◆ **Stated exercise a**: In the album text, what instrument does Mike Marshall play?
____ Text extract
Studio album by Edgar Meyer, Béla Fleck, Mike Marshall
- Released: September 30, 1997
- Recorded: November 1996, February 1997
- Genre: Classical
- Length: 77:31
- Label: Sony Classical
- Producer: Edgar Meyer and Béla Fleck, with association with Mike Marshall

= Uncommon Ritual =

Uncommon Ritual is the second album released by Sony Classical of string trios, following Appalachia Waltz, with unusual instrumentation and influences from bluegrass and folk music to create an Americana-style of traditional classical music. Uncommon Ritual adds jazz, blues, and elements from world music to the mix. Regarding the genre-defying nature of the music, New York Times music critic Ben Ratliff wrote, "Despite its inclusion of Bach and Pablo de Sarasate's "Zigeunerweisen", Uncommon Ritual is not a classical album. But neither does it belong to bluegrass, traditional Irish music, jazz or any of the other traditions it lightly borrows from. It's sort of a chamberized health shake of music that's acceptable to a National Public Radio listenership: it comes with an unmistakable patina of culture, the pieces are brief and funny and the sound of the music is comfortably familiar." The trio includes double-bassist and composer Edgar Meyer, banjoist and composer Béla Fleck, and mandolin player Mike Marshall. The album is noted for the variety of instruments used, and the performers' ability to change instruments fluently within songs. The pairing of these three musicians was new for the recording of this album; however, Meyer and Fleck's musical relationship dates back to the mid '80s.
________
____ Exercise data
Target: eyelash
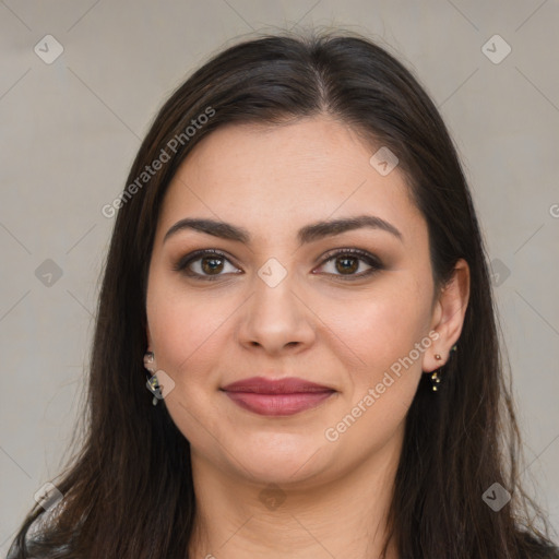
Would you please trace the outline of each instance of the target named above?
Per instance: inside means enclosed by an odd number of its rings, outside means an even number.
[[[374,273],[384,269],[384,266],[382,265],[382,263],[380,262],[380,260],[378,258],[376,258],[372,254],[370,254],[369,252],[367,252],[365,250],[360,250],[360,249],[337,249],[335,251],[329,252],[325,254],[325,258],[321,262],[320,266],[323,266],[331,260],[334,260],[336,257],[341,257],[341,255],[359,257],[358,260],[364,261],[366,264],[368,264],[372,267],[370,270],[368,270],[366,272],[361,272],[359,274],[350,274],[350,275],[345,275],[345,276],[343,274],[341,274],[341,275],[329,274],[329,275],[333,275],[334,277],[336,277],[336,281],[341,280],[342,282],[348,282],[348,281],[350,282],[350,281],[361,280],[364,277],[371,276]],[[193,277],[195,280],[201,280],[203,282],[215,282],[216,280],[219,280],[219,277],[222,277],[222,275],[224,275],[224,274],[210,276],[210,275],[199,274],[198,272],[191,272],[191,271],[188,272],[187,271],[187,267],[189,264],[191,264],[192,262],[195,262],[198,260],[201,260],[203,257],[219,257],[221,259],[229,261],[227,255],[218,250],[215,250],[215,249],[197,250],[194,252],[191,252],[190,254],[187,254],[186,257],[182,257],[173,266],[173,270],[175,272],[182,272],[182,273],[185,273],[185,275],[187,275],[189,277]]]

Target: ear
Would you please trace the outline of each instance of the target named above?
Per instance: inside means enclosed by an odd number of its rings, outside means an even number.
[[[464,259],[460,259],[454,266],[452,278],[441,289],[435,304],[431,331],[436,331],[439,337],[433,337],[435,342],[424,354],[424,372],[431,372],[442,367],[449,359],[452,346],[462,332],[468,300],[469,266]],[[440,354],[442,359],[436,359],[436,354]]]

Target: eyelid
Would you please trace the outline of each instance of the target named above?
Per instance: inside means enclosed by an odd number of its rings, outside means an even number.
[[[336,257],[342,257],[342,255],[353,255],[355,258],[357,258],[358,260],[365,262],[367,265],[371,266],[370,270],[366,271],[366,272],[360,272],[359,274],[347,274],[347,275],[344,275],[344,274],[330,274],[328,273],[326,275],[329,276],[332,276],[334,278],[342,278],[342,281],[350,281],[350,280],[359,280],[359,278],[364,278],[364,277],[369,277],[371,276],[372,274],[374,274],[376,272],[379,272],[380,270],[383,270],[384,269],[384,264],[382,263],[382,261],[377,257],[374,255],[373,253],[367,251],[367,250],[362,250],[362,249],[357,249],[357,248],[337,248],[337,249],[332,249],[330,251],[328,251],[325,254],[323,254],[322,257],[320,257],[320,260],[319,260],[319,267],[322,267],[323,265],[328,264],[331,260],[335,259]],[[222,257],[224,260],[228,261],[229,263],[231,263],[233,265],[235,265],[236,267],[238,267],[227,253],[223,252],[222,250],[218,250],[218,249],[201,249],[201,250],[195,250],[193,252],[190,252],[183,257],[181,257],[174,265],[173,265],[173,270],[175,272],[181,272],[181,273],[185,273],[185,275],[189,276],[189,277],[193,277],[195,280],[202,280],[202,281],[214,281],[214,280],[218,280],[219,277],[222,276],[226,276],[227,274],[217,274],[217,275],[203,275],[203,274],[199,274],[197,272],[190,272],[190,273],[187,273],[186,270],[187,267],[192,263],[192,262],[195,262],[197,260],[200,260],[202,259],[203,257],[212,257],[212,255],[217,255],[217,257]]]

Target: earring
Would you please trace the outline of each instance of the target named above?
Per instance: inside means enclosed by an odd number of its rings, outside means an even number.
[[[435,354],[435,358],[440,361],[442,359],[442,357],[440,356],[440,354]],[[437,392],[439,390],[439,384],[441,382],[441,379],[439,377],[439,371],[441,370],[441,368],[437,369],[435,372],[431,373],[431,389],[433,392]]]
[[[454,344],[452,346],[452,349],[450,350],[451,354],[456,352],[457,345]],[[435,354],[435,358],[440,361],[442,359],[440,354]],[[431,389],[433,392],[437,392],[439,390],[439,384],[441,383],[441,378],[439,377],[439,372],[442,373],[442,367],[439,367],[436,371],[431,373]]]
[[[162,397],[162,395],[160,395],[162,391],[160,391],[159,382],[157,380],[157,376],[154,372],[154,366],[153,366],[154,361],[155,361],[154,353],[153,352],[146,352],[145,355],[144,355],[144,368],[146,370],[148,370],[152,373],[152,376],[146,373],[147,382],[145,383],[145,385],[146,385],[147,390],[152,394],[154,394],[152,404],[154,406],[156,406],[157,402]]]

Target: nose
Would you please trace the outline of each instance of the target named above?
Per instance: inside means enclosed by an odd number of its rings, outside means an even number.
[[[243,306],[239,342],[248,348],[261,347],[270,355],[302,352],[316,336],[314,313],[297,293],[293,274],[277,285],[254,278],[254,290]]]

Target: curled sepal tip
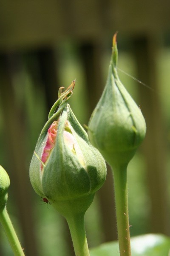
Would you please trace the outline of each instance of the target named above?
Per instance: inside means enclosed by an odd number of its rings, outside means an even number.
[[[118,57],[118,52],[117,47],[117,35],[118,32],[116,32],[113,37],[112,54],[111,61],[114,67],[116,67],[117,65],[117,60]]]
[[[60,106],[61,106],[65,102],[67,101],[71,96],[73,93],[73,90],[74,89],[76,81],[74,80],[71,84],[66,90],[62,92],[62,90],[64,89],[64,87],[62,87],[59,88],[58,91],[59,98],[55,102],[51,108],[48,114],[48,119],[50,119],[51,116],[55,113],[56,109]]]

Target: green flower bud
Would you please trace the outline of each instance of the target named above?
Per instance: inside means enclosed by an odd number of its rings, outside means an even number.
[[[91,143],[110,164],[127,165],[144,137],[146,124],[140,108],[125,88],[117,71],[116,34],[105,87],[88,124]]]
[[[10,184],[6,171],[0,166],[0,208],[4,208],[8,198],[7,190]]]
[[[42,129],[30,168],[34,189],[54,205],[93,197],[106,172],[104,159],[90,143],[69,105],[62,106]]]

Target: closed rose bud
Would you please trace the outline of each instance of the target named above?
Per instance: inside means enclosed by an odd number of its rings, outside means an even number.
[[[57,209],[61,202],[81,198],[85,202],[89,197],[91,204],[105,180],[106,170],[103,158],[90,143],[69,105],[63,106],[42,129],[31,163],[30,177],[37,194],[64,215],[64,210]],[[87,209],[89,204],[85,204]]]
[[[7,190],[10,184],[9,176],[6,171],[0,166],[0,208],[3,209],[7,201]]]
[[[115,35],[106,84],[88,129],[91,143],[112,166],[128,164],[146,133],[141,110],[119,78],[117,56]]]

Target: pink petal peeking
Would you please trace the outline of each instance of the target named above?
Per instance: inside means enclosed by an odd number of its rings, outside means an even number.
[[[54,146],[57,136],[57,125],[58,122],[54,121],[50,125],[48,130],[47,140],[41,159],[41,161],[44,163],[45,163],[47,161],[51,151]],[[42,169],[43,167],[42,164],[41,164],[41,170]]]

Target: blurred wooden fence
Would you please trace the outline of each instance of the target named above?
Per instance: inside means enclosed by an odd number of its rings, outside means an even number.
[[[24,110],[17,102],[14,89],[14,79],[22,68],[23,53],[25,56],[26,53],[28,55],[33,54],[38,61],[40,79],[50,108],[56,100],[56,85],[58,84],[58,64],[54,50],[57,47],[60,51],[59,46],[68,39],[77,42],[88,90],[91,92],[90,115],[103,87],[100,71],[102,46],[117,30],[119,32],[120,41],[121,37],[128,38],[134,45],[131,53],[136,61],[137,76],[156,91],[159,84],[155,59],[161,37],[164,33],[170,35],[170,2],[167,0],[161,2],[158,0],[0,0],[0,106],[6,138],[5,147],[9,154],[6,157],[10,161],[8,170],[12,180],[11,189],[18,209],[27,256],[38,255],[38,253],[32,231],[35,221],[28,166],[26,163],[28,163],[28,152],[23,143],[26,141],[26,129],[23,124]],[[27,64],[33,79],[37,79],[36,69],[31,63]],[[147,129],[142,149],[147,163],[151,202],[151,225],[148,232],[170,235],[164,165],[165,127],[159,99],[155,94],[150,93],[150,91],[146,91],[141,87],[139,88]],[[105,241],[116,239],[113,227],[115,220],[110,189],[113,190],[112,184],[108,177],[99,193],[104,229],[106,230]],[[110,208],[110,206],[113,211],[106,212],[105,209]]]

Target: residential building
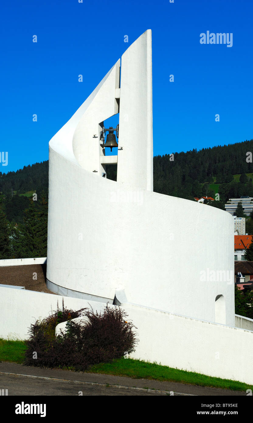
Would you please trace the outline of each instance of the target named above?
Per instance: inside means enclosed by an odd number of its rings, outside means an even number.
[[[196,200],[198,203],[204,203],[205,200],[208,200],[209,201],[214,201],[214,198],[212,197],[201,197],[199,198],[197,197],[193,197],[194,200]]]
[[[239,198],[231,198],[225,205],[225,209],[231,214],[235,212],[238,203],[241,203],[243,212],[246,216],[250,216],[253,211],[253,198],[247,196],[242,196]]]
[[[252,235],[234,236],[234,261],[245,260],[245,252],[252,242]]]
[[[253,283],[253,261],[234,262],[234,282],[245,291]]]
[[[234,231],[235,235],[245,235],[245,217],[237,217],[235,216],[234,217]]]

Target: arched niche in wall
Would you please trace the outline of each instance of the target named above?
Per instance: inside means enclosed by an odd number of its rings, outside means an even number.
[[[221,294],[217,295],[215,298],[215,323],[226,324],[225,298]]]

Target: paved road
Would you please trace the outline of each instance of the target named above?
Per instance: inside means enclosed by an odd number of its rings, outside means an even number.
[[[93,385],[79,384],[64,381],[45,380],[40,379],[16,377],[15,376],[1,374],[0,384],[2,389],[8,390],[8,396],[16,395],[51,396],[79,395],[99,396],[161,396],[166,395],[159,393],[149,393],[145,390],[126,388],[103,386],[98,384]]]
[[[140,389],[133,389],[133,387]],[[147,388],[150,390],[145,389]],[[82,391],[85,396],[166,396],[172,391],[175,396],[246,396],[246,392],[239,391],[60,369],[42,369],[4,362],[0,362],[0,389],[8,389],[9,396],[78,396]]]

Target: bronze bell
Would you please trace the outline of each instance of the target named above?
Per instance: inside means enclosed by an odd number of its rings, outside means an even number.
[[[111,151],[112,151],[113,147],[117,147],[118,144],[116,141],[116,137],[113,133],[112,126],[109,128],[109,133],[106,137],[106,141],[104,145],[105,147],[109,147]]]

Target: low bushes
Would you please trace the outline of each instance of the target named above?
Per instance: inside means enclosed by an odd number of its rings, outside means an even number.
[[[73,321],[80,316],[89,318],[83,322]],[[128,321],[128,315],[119,307],[105,307],[103,312],[92,308],[77,311],[59,308],[46,319],[31,325],[24,364],[41,367],[68,367],[84,371],[100,363],[120,358],[135,350],[138,340],[136,327]],[[55,335],[58,323],[68,321],[65,333]]]

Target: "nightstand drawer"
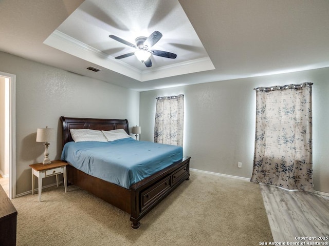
________
◆ **Stated exercise b**: Replace "trace" with "draw" in the stretch of the records from the line containing "Target: low bushes" through the end of the records, and write out that stretch with nothing else changed and the pictures left out.

◆ **Full response a**: Mandolin.

◆ **Full response b**:
Target: low bushes
Would you please draw the outline of each instance of the target named above?
Per instance: inside means enclosed by an odd number of its rings, outside means an even number.
[[[73,321],[80,316],[89,318],[83,322]],[[128,321],[128,315],[119,307],[105,307],[103,312],[92,308],[77,311],[59,308],[46,319],[31,325],[24,364],[41,367],[68,367],[84,371],[100,363],[120,358],[135,350],[138,340],[136,327]],[[55,335],[58,323],[68,321],[65,333]]]

Target: "nightstand drawer"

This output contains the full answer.